■ **Ejercicio**: Prolonga el texto sobre el caso de Sophie Stipes y el sistema automatizado de subsidios de Indiana a partir de su última oración.

■ **Texto extraído**:
------------------------------------

Sophie Stipes era una niña del estado de Indiana (Estados Unidos) con parálisis cerebral y un trastorno en el desarrollo. Desde su nacimiento, contó con la ayuda del seguro estadounidense de salud Medicaid. Nacida en el seno de una familia obrera, Sophie recibió una inquietante carta en marzo de 2008. En ella, los servicios sociales del Estado le advertían que perdería su acceso a atención médica gratuita –que incluía el pago de fármacos muy caros– por «falta de colaboración» con las autoridades a la hora de determinar si tenía o no derecho a contar con esa póliza pública.
La pequeña Sophie finalmente recuperó el acceso al seguro. Lo hizo después de que su madre, con la ayuda de varias asociaciones de base, llevase su caso hasta el mismo Congreso del estado de Indiana. Igual que ella, miles de familias de bajos recursos estaban siendo víctimas de un sistema automatizado que discernía, supuestamente, entre casos aptos y no aptos para recibir subsidios con base en criterios sorprendentes (como la existencia o no de una firma en un documento). Dicho sistema, implementado por la multinacional tecnológica IBM, llegó a denegar más de 1 millón de solicitudes entre 2006 y 2008, antes de que el gobierno federal lo suspendiese.

------------------------------------

■ **Datos almacenados**:
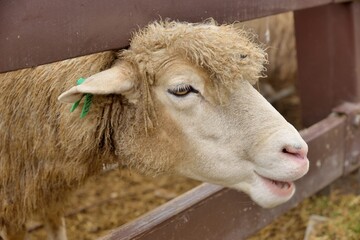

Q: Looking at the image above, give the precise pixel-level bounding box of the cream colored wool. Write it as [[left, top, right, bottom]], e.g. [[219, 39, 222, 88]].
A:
[[0, 21, 266, 232]]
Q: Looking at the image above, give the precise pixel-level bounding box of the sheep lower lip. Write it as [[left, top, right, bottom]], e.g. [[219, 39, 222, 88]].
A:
[[259, 175, 295, 196]]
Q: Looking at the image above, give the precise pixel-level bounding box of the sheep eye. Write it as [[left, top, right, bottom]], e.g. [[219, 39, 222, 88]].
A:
[[168, 85, 199, 97]]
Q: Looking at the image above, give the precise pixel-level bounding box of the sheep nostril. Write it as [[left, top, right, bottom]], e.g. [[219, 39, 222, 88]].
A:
[[282, 146, 307, 159]]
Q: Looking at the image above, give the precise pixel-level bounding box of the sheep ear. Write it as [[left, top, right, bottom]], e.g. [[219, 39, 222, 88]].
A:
[[58, 62, 134, 103]]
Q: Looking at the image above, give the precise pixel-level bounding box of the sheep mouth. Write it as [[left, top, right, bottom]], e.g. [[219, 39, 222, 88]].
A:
[[256, 173, 295, 197]]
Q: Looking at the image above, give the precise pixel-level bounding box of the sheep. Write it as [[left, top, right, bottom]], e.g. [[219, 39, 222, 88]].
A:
[[0, 21, 309, 240]]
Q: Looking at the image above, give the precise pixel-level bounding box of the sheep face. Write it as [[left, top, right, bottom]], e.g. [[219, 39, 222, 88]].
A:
[[154, 59, 309, 207], [60, 60, 309, 207]]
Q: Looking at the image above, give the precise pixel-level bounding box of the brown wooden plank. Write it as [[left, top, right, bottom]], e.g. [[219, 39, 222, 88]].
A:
[[102, 116, 347, 240], [295, 1, 360, 126], [0, 0, 332, 72]]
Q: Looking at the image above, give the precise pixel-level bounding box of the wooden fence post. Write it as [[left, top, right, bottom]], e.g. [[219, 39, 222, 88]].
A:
[[295, 1, 360, 127]]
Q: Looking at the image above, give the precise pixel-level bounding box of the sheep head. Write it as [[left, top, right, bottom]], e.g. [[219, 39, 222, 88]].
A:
[[59, 22, 309, 207]]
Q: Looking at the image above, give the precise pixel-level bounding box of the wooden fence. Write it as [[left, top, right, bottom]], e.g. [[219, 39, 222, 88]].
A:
[[0, 0, 360, 240]]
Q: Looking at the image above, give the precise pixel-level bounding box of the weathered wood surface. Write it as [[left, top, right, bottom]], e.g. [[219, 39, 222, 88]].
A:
[[295, 1, 360, 126], [0, 0, 333, 72]]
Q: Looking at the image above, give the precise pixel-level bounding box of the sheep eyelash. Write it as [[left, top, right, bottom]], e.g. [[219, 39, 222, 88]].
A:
[[168, 85, 199, 97]]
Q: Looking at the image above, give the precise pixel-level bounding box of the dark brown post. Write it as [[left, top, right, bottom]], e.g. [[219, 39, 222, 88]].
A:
[[295, 1, 360, 127]]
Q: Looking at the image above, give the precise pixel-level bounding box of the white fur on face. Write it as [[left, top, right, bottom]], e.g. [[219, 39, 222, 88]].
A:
[[155, 63, 309, 207]]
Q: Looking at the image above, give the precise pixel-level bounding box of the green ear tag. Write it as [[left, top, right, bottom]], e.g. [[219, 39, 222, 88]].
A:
[[70, 78, 93, 118]]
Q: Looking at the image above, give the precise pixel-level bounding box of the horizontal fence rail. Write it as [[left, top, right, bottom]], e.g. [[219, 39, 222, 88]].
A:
[[0, 0, 344, 72]]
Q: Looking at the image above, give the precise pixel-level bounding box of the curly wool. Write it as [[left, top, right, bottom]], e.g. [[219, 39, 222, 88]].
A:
[[0, 21, 266, 227], [120, 20, 267, 86]]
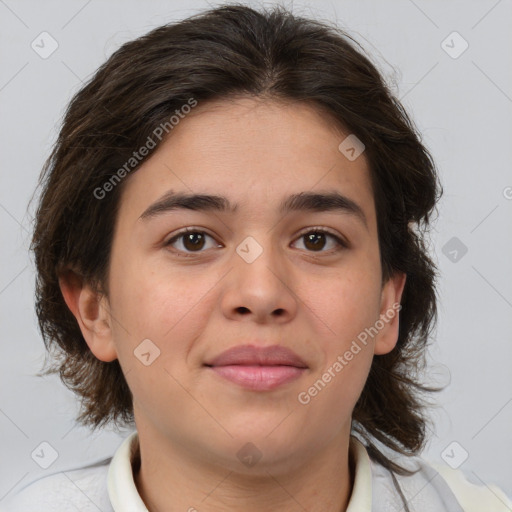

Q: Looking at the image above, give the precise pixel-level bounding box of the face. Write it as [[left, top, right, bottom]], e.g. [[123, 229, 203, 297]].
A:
[[65, 99, 404, 476]]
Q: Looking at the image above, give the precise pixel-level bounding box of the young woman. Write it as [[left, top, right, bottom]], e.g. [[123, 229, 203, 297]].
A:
[[6, 5, 510, 512]]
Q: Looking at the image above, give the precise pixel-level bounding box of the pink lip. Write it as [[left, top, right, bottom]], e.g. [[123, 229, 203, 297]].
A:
[[206, 345, 307, 391]]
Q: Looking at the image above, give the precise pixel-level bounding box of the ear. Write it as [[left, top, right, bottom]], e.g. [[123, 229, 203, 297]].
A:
[[59, 269, 117, 362], [374, 272, 407, 355]]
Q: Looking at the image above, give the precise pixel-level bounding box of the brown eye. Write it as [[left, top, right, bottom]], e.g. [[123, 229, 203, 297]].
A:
[[297, 229, 347, 252], [164, 229, 221, 256]]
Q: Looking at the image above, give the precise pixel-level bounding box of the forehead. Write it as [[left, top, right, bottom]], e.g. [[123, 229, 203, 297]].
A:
[[117, 98, 374, 228]]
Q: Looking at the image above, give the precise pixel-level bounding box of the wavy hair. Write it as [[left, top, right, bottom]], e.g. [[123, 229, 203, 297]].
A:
[[31, 4, 441, 484]]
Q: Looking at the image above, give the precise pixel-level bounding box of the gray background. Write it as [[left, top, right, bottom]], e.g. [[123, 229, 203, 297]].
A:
[[0, 0, 512, 506]]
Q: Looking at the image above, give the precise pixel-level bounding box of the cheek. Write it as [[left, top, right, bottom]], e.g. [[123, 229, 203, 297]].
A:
[[111, 255, 215, 363]]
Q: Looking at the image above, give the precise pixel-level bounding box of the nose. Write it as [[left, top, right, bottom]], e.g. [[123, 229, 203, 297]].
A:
[[221, 237, 298, 324]]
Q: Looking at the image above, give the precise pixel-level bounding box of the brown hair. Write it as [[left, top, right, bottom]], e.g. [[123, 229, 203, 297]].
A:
[[31, 4, 441, 478]]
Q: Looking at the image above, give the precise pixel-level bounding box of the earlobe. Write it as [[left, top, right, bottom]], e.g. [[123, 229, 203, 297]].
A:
[[59, 269, 117, 362], [374, 272, 407, 355]]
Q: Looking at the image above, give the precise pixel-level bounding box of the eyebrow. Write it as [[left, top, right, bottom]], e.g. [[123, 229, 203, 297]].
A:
[[140, 190, 368, 227]]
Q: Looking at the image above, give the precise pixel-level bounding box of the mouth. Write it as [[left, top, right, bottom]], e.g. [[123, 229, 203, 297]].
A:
[[205, 345, 308, 391]]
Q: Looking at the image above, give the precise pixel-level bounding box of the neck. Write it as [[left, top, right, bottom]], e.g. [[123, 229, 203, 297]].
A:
[[133, 431, 355, 512]]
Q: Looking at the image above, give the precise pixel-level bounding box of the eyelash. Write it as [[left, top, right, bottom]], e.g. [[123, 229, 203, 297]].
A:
[[164, 227, 349, 258]]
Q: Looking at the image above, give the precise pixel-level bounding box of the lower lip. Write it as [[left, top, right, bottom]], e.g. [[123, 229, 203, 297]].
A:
[[207, 365, 306, 391]]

------------------------------------

■ **Respuesta escrita**:
La politóloga y profesora de la Universidad de Albany Virginia Eubanks (Nueva York, 1972) relata con todo detalle la batalla de la familia de Sophie en su libro La automatización de la desigualdad, reeditado este año en castellano por Capitán Swing. Esta y otras historias de exclusión por parte de algoritmos sirven a Eubanks para alertar sobre cómo la tecnología aplicada en los servicios públicos puede tener consecuencias desastrosas sobre los pobres. «Tenemos la tendencia a pensar en estas tecnologías como simples mejoras administrativas, como cuestiones de eficiencia, cuando realmente hay una serie de decisiones sociales, culturales y políticas incrustadas en ellas», reflexiona Eubanks por videoconferencia desde su despacho en Nueva York.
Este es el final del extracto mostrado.